*** Reading passage ***

= Vitalij Kowaljow =

Vitalij Kowaljow is a bass opera singer living in Switzerland. He initially studied piano as a child, but inspired by his parents, who sang in the choir of his Baptist church in Cherkasy, Ukraine, he took advantage of an offer to study choral conducting for the church. While studying at the Moscow Theological Institute, it was suggested that he take up singing. Working as a fireman at the time, a back injury caused him to cease that job, and he spent more time working with the choir. During a concert where the bass soloists were ill, Kowaljow stepped in, and a Swiss woman present at the concert was impressed by his voice, and arranged for him to audition for the Bern Opera in Switzerland. He went on to study at the Bern Conservatory of Music with Elisabeth Glauser, and obtained a Master's degree.

==Career==

In 1999, Kowaljov entered the Operalia competition, founded by Plácido Domingo, and won the CultureArte Prize. In 2003, Kowaljow stepped in to replace another singer as Procida in Verdi's I vespri siciliani at the Opéra National de Paris with James Conlon conducting, which led to his recognition and a long working relationship with Conlon. In 2010, he sang Wotan in Richard Wagner's Ring cycle at the Los Angeles Opera, conducted by James Conlon, and the following year he sang in Wagner's Die Walküre at La Scala in Milan under Daniel Barenboim.

*** End of Reading passage ***
*** Data segment ***

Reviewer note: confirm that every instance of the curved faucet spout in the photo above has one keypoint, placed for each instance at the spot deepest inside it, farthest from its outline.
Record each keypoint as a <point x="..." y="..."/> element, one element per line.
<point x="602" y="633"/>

*** End of Data segment ***

> _Problem to work on_
For each statement, say whether it agrees with the text about Vitalij Kowaljow, answering yes or no and quoting the words of the text that decide it.
1. Kowaljow studied at the Bern Conservatory of Music with Elisabeth Glauser.
2. Kowaljow sang in Die Walküre at La Scala under James Conlon.
3. Kowaljow stopped working as a fireman because of a back injury.

> _Exercise solution_
1. Yes: "He went on to study at the Bern Conservatory of Music with Elisabeth Glauser"
2. No: "he sang in Wagner's Die Walküre at La Scala in Milan under Daniel Barenboim"
3. Yes: "a back injury caused him to cease that job"